INFORMATION GIVEN:
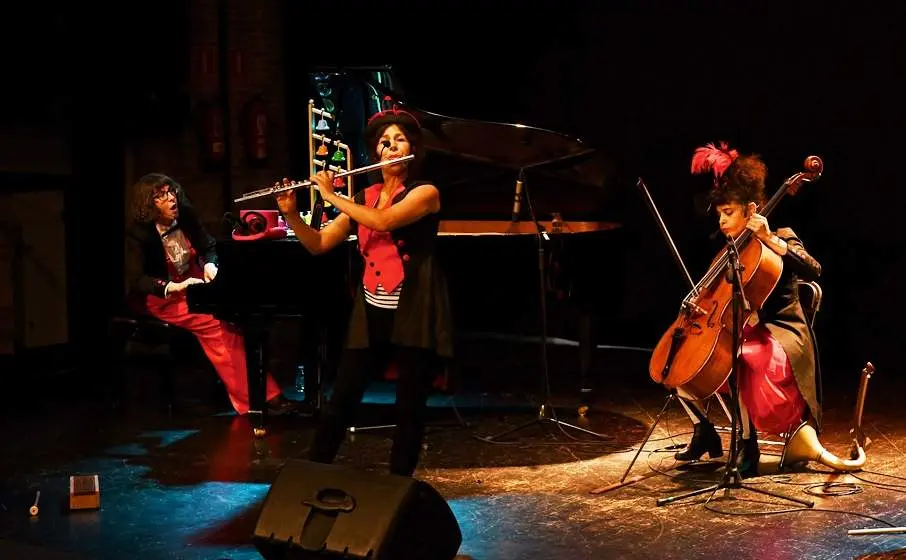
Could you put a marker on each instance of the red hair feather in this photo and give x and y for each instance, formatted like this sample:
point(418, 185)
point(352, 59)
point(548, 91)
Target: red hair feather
point(393, 110)
point(713, 158)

SHORT TASK: Reproduce the lines above word for word, leaving out the pictures.

REPLY:
Could you put a marker on each instance of the red hair feather in this photo and give x and y for each instance, formatted like this sample:
point(418, 185)
point(352, 59)
point(548, 91)
Target: red hair feather
point(393, 110)
point(713, 158)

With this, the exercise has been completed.